TEXTO EXIBIDO
━━━━━━━━━━

Não há nada pior no mundo do que
um rico idiota. Todas as grandes tragédias da história da humanidade, no fundo,
foram causadas por ricos idiotas. Quando eles se juntam para fazer merda,
normalmente sai algo gigantesco. No caso brasileiro, não há símbolo maior da
idiotice entre os ricos do que o jet ski.
O jet ski não serve para nada.
Sua única função é causar risco à vida do seu condutor e das pessoas próximas.

━━━━━━━━━━

LINHAS FORNECIDAS
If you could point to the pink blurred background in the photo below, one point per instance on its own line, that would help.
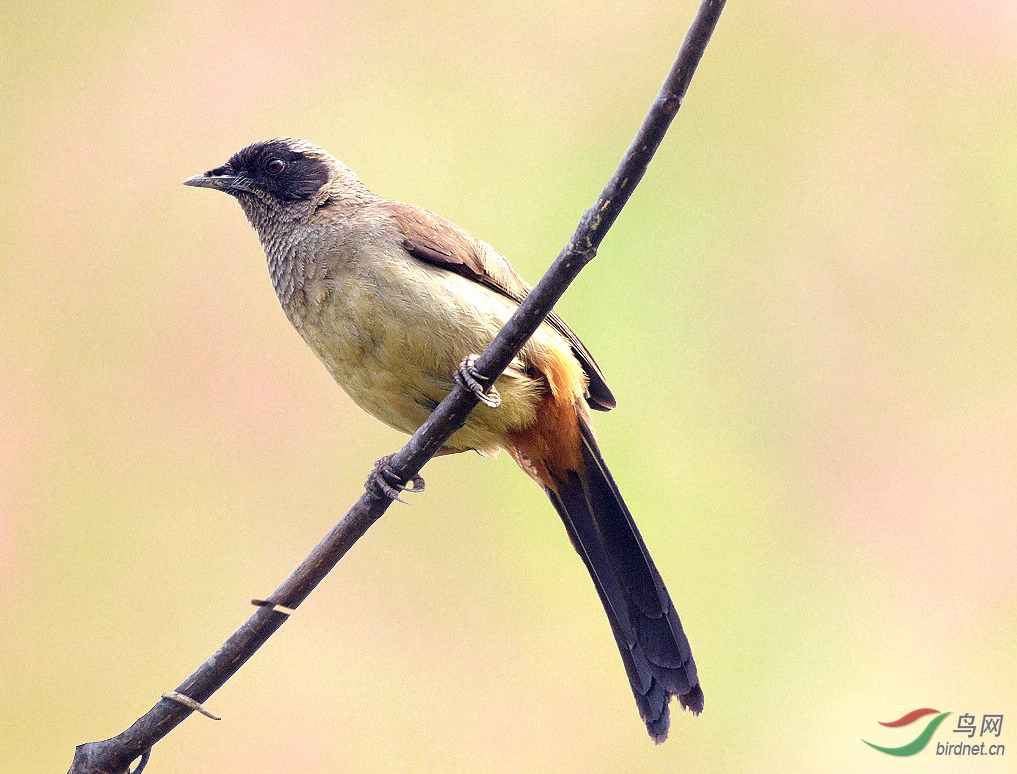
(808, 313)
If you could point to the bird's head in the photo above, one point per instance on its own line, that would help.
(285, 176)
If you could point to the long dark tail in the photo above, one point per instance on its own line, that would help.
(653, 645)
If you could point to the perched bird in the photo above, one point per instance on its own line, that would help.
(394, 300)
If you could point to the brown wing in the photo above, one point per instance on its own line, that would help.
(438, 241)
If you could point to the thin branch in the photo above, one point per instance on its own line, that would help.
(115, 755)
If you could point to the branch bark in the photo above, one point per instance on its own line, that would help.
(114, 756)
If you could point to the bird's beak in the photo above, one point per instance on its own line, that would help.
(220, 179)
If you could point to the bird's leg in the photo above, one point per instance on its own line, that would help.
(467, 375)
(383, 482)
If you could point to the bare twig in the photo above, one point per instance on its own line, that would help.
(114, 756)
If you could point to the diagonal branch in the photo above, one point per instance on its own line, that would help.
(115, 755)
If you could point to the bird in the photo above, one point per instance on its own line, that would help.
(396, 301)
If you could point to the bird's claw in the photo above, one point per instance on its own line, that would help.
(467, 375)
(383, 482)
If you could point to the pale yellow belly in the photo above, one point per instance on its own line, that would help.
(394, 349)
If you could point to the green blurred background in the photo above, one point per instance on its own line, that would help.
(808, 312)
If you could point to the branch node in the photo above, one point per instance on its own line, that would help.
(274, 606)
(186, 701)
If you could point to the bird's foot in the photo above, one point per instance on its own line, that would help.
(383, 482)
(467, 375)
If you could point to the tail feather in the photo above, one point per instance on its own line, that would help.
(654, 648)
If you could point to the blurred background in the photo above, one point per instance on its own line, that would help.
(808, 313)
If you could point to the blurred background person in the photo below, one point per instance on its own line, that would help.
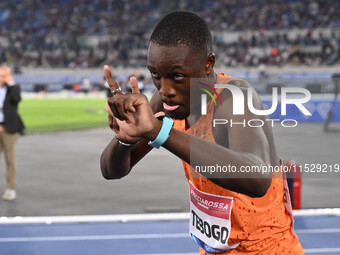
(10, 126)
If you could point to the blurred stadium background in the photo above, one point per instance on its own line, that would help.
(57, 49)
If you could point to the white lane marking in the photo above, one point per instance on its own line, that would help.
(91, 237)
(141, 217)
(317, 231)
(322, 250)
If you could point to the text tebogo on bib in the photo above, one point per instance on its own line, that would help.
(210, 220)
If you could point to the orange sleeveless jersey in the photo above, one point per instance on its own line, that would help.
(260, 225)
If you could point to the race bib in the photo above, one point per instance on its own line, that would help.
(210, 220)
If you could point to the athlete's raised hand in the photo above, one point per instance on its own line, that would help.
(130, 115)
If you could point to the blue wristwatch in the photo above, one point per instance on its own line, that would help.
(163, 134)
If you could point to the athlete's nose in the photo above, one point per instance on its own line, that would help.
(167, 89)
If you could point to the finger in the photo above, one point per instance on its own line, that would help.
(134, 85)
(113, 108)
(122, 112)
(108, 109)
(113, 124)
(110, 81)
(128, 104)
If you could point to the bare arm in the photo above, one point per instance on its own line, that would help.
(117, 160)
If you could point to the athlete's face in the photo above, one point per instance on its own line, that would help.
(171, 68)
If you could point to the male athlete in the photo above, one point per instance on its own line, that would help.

━━━━━━━━━━

EXERCÍCIO PROPOSTO
Dê continuidade ao texto sobre o jet ski como símbolo dos ricos idiotas, começando logo após a última frase apresentada. As linhas provêm de uma fonte diferente da do texto.

RESULTADO DA TAREFA
É estatisticamente impossível que uma pessoa que é dona de um jet ski não seja
idiota. Rico de vez em quando gosta de pagar para arriscar a vida. Eles devem
enxergar nisto uma forma de mostrar coragem, sei lá. Ou talvez a vida seja tão
vazia que eles só enxerguem algum sentido no prazer de arriscá-la. O conceito
de coragem desta galera é diferente. Aí eles fazem idiotices. Há outras, tipo
comprar um kart. Mas neste caso, ao menos, eles não arriscam uma vida que não
seja a própria. Pular de paraquedas também é meio idiotice, embora neste caso
ao menos as pessoas tenham uma vista legal. Não tenho nada contra pessoas
arriscarem a própria vida por diversão, desde que seja só a própria vida. Não é
o caso do jet ski.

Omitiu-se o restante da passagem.